SELECTED TEXT START

German word of the day: Krisenmodus

If you want to talk about the past 12 months in Germany, you'll definitely need to know this word. In fact, it's recently been crowned the "word of the year" for 2023.

German word of the day: Krisenmodus

Why is Krisenmodus the word of the year – and what does it mean?

Der Krisenmodus, as you might be able to guess, translates as “crisis mode”. It denotes an all-hands-on-deck period where things feel like they are teetering on the brink of disaster and only careful planning and good crisis management can steady the ship.

If you look back at the past year – or even the past three years – it would be fair say that crisis mode has become the new state of normality.

Whether it’s the shock of the Covid pandemic to the outbreak of war in Ukraine and the Middle East, spiralling energy prices or impending budget doom, Germany’s government has lurched from one crisis to another – and much of the time has been tackling several at once.

That’s why, when it came to selecting the word of the year for 2023, there was only one that the German Language Society (GfDS) could pick.

According to GfDS CEO Andrea Ewels, German society has been in “crisis mode” since 2020, hurtling through the pandemic, Russia’s invasion of Ukraine, a domestic education crisis, and Hamas’ October 7th attack on Israel.

“The state of emergency has become a permanent state,” she said. “This triggers fear, insecurity and powerlessness in people. These feelings dominate everyday life and you don’t know what’s to come.”

So if you, like many, are ending the year on a slightly pessimistic note, it’s fair to say you’re not the only one. 

What’s the “word of the year” all about?

Selected by a panel of linguists and media experts, the word of the year has been an institution in Germany since the early 1970s, capturing the Zeitgeist of different eras in German history with just a handful of popular idioms. 

Every year, the GfDS judges sift through hundreds or even thousands of entries to pick out the words that seem to reflect the spirit of the year in question or hold a deeper significance. This is much more an important than how often a word is used in a certain year – though the popularity of a word does play a role.

READ ALSO: What do Germany’s top 10 words of the year say about 2022?

A woman consults the Duden German dictionary

A woman consults the Duden German dictionary. Photo: picture alliance/dpa | Wolfgang Kumm

This year, there were 1,800 entries to choose from.

The first ever word of the year way back in 1971 was “aufmüpfig” – a word that doesn’t appear to have stood the test of time, possibly because the more anglicised “rebellisch” (or rebellious) has taken its place.

Other words of the year that have cropped up over time include Besserwessi in 1991 – a term referring to seemingly snobbish and know-it-all West Germans after reunification – and GroKo in 2013, an abbreviation for the Grand Coalition of the CDU and SPD.

SELECTED TEXT END
PROVIDED DATA START

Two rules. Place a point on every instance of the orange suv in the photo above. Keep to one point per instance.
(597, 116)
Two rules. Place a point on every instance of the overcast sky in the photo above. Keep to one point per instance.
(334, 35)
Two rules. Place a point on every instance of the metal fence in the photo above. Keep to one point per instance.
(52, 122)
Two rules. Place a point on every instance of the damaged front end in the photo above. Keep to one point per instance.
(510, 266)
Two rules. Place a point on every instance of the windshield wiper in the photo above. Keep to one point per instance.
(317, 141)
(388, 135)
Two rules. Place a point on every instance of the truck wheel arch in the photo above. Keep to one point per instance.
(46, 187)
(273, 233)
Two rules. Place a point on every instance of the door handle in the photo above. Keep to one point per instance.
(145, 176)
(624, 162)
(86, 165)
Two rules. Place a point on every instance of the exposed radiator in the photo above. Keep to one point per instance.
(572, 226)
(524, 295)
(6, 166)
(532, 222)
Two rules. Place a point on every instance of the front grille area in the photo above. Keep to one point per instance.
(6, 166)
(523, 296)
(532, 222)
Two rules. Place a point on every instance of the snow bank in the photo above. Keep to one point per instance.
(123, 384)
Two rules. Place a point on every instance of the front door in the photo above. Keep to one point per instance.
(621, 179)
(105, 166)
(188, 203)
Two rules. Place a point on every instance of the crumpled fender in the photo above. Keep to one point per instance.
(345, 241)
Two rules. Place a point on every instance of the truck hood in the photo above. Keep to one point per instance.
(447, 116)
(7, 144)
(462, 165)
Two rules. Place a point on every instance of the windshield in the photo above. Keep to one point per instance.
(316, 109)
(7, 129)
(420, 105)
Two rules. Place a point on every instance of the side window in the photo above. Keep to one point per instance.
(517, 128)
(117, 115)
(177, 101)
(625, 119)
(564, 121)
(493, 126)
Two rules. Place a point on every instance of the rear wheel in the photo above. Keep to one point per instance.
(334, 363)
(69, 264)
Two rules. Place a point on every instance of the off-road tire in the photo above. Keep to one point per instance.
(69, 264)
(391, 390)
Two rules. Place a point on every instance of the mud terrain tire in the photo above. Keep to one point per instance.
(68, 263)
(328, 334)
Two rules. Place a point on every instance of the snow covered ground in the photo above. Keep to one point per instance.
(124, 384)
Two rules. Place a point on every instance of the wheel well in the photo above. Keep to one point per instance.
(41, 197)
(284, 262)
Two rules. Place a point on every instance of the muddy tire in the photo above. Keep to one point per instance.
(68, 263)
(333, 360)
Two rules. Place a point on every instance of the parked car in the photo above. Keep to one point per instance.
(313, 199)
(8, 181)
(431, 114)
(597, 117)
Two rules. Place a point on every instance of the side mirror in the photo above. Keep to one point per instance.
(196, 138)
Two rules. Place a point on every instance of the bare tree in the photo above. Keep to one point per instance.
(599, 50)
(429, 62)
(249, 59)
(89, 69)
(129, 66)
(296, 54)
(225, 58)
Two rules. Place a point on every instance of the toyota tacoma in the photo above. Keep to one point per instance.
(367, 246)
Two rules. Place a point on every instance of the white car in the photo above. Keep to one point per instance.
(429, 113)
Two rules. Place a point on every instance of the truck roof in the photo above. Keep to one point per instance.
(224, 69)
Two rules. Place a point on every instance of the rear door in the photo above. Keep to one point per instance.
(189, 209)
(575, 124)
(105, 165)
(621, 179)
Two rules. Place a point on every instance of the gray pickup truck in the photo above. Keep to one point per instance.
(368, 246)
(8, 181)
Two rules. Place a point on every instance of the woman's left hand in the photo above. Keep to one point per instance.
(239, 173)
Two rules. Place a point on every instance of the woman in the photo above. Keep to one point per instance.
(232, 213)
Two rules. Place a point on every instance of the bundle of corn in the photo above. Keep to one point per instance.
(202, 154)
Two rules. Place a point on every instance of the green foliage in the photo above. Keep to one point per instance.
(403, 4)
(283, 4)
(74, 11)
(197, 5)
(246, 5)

PROVIDED DATA END

_APPLY WHAT YOU READ_
**1.** Recast the paragraph of the Krisenmodus article that begins "According to GfDS CEO Andrea Ewels" as a short bulleted list that keeps its main facts.
**2.** Reproduce the Krisenmodus article word for word from "READ ALSO: What" up to and including "to choose from.".

_SOLUTIONS TO EACH TASK_
**1.**
- Source: Andrea Ewels, CEO of the GfDS
- Claim: German society has been in "crisis mode" since 2020
- Crises cited:
  - the pandemic
  - Russia's invasion of Ukraine
  - a domestic education crisis
  - Hamas' October 7th attack on Israel

**2.**
READ ALSO: What do Germany’s top 10 words of the year say about 2022?

A woman consults the Duden German dictionary

A woman consults the Duden German dictionary. Photo: picture alliance/dpa | Wolfgang Kumm

This year, there were 1,800 entries to choose from.